Work order: In full and without changes, output the data.

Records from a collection
______

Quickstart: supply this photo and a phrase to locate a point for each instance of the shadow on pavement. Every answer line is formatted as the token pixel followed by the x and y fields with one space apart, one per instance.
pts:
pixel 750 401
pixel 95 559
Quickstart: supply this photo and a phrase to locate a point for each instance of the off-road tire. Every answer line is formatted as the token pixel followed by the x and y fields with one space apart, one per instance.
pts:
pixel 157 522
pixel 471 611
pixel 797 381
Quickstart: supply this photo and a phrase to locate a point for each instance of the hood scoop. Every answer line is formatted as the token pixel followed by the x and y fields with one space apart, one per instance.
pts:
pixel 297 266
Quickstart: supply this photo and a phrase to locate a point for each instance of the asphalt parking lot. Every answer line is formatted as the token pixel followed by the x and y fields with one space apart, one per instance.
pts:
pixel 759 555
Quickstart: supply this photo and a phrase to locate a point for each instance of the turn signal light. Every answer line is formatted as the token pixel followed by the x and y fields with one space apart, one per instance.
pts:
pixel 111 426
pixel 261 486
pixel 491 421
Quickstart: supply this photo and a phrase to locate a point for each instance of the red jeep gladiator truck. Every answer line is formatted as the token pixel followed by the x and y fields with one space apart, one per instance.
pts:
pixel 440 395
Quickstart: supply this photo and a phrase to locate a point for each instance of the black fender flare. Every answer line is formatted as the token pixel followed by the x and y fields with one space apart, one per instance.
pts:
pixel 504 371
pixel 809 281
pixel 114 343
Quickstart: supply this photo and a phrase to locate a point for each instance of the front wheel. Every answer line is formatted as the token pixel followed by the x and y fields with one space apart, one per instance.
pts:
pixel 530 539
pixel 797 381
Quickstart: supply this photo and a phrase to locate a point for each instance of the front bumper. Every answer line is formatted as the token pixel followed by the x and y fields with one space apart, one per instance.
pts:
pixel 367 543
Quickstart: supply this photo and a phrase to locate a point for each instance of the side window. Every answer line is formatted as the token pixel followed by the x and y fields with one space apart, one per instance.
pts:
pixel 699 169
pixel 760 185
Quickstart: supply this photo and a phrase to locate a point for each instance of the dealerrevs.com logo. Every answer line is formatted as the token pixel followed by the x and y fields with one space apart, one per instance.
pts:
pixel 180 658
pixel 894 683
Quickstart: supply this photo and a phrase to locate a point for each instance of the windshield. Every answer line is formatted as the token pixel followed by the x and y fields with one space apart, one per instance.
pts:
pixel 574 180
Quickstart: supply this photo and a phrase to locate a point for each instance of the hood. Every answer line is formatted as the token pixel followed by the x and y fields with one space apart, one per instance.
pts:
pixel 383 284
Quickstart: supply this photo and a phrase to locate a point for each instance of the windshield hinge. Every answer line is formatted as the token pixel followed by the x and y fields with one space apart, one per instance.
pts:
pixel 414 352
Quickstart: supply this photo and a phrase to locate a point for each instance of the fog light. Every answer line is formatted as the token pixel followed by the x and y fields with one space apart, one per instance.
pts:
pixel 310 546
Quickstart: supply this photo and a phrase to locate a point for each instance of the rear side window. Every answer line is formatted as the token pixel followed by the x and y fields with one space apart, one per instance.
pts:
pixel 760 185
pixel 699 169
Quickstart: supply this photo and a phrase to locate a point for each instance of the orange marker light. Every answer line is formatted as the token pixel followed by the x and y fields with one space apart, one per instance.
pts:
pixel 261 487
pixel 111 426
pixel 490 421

______

Task result:
Quickstart: supply this photo and a phrase to locate a point for each instance of the shadow on pavement. Every answer line is formatted as the token pixel followed by the x and y fields with one space apart, one per instance.
pts:
pixel 750 401
pixel 95 559
Quickstart: supply this photo and a phrase to locate a point for each instance of the off-road tire. Every answer line is formatted as the token pixel followed by the x and y fields with one space apart, one per instance.
pts:
pixel 157 522
pixel 471 611
pixel 797 381
Quickstart: supply this photo and a phrase to locate a point for each instance of the hood scoop. Every answer line is formatted as the token pixel followed by the x and y fields with one space apart, one per instance.
pts:
pixel 297 266
Quickstart: supply this photo and a phrase to locate a point for each instance of the asphalt parking lot. Every answer line is formatted as the token pixel followed by the x and y fields with one space apart, one per instance.
pts:
pixel 759 555
Quickstart: supply this photo and a phrase to locate a point for each instance of the turn signal light. Every answer line is formatted as the token pixel followed by the x and y fields with one space apart, one per instance.
pts:
pixel 111 426
pixel 261 486
pixel 491 421
Quickstart: supply this photo and a phrase to locate a point for each instance of the red jeep gladiator truck. Every answer line is formatted as the token pixel followed by the x and y fields with one space apart, one per instance.
pts:
pixel 440 395
Quickstart: supply this photo and a phrase to locate a point for each instance of the black fender flare. Every answer line is formatted as the token pixel followed by the x and y fields with one space apart, one per instance.
pts:
pixel 504 371
pixel 809 281
pixel 114 343
Quickstart: supply this photo and a phrase to locate a point for each instance of the front wheel. Every answer line is formatted as the token pixel followed by the x and y fields with one space apart, one per instance.
pts:
pixel 530 539
pixel 797 381
Quickstart: supply this photo and a phrase to locate a point for each instance of the front bumper. Every answer line is formatted as the token pixel followed by the x and y fields with one space apart, one per instance.
pts:
pixel 367 543
Quickstart: supply this photo and a phrase to locate a point for each instance of the side window. Every answer line is formatted as the token pixel followed by the x and y fields with one space apart, one per instance.
pts:
pixel 699 169
pixel 760 185
Quickstart: supply this photo and a phrase to locate a point for each instance of the dealerrevs.com logo. Every answer line is formatted as the token pixel followed by the x and y fields with one space apart, one per instance.
pts:
pixel 180 658
pixel 894 683
Quickstart: supply this photo and a phrase to locate a point for each instance of the windshield. Every answer line is formatted as the token pixel followed by the x and y fields with one space apart, one per instance.
pts:
pixel 574 180
Quickstart: supply this photo and a phrase to locate a point for each instance of the hood. Every answer line is formatted as the token pixel followed by the x and y fields with one space apart, one per instance.
pts:
pixel 383 284
Quickstart: supply this photo and a phrase to locate a point for each instance of the windshield hinge. Every answer line is formatted as the token pixel followed by the x and y fields with one space apart, one per instance.
pts:
pixel 414 352
Quickstart: supply this photo and a phrase to locate a point for each instance of the fog light. Every answer line is formatted as the token pixel followed by the x and y fields with one space apart, one per instance.
pts:
pixel 310 546
Quickstart: supply this photo and a phrase to locate a point for each instance of the rear side window. Every answer line is formatted as the token pixel followed by the x and y fields with one space apart, one per instance.
pts:
pixel 760 185
pixel 699 169
Quickstart: supply this photo and a phrase to locate a point for each instance of the orange marker light. Every answer line is formatted as the token pixel followed by the x and y fields with one space apart, one per instance.
pts:
pixel 261 487
pixel 111 426
pixel 490 421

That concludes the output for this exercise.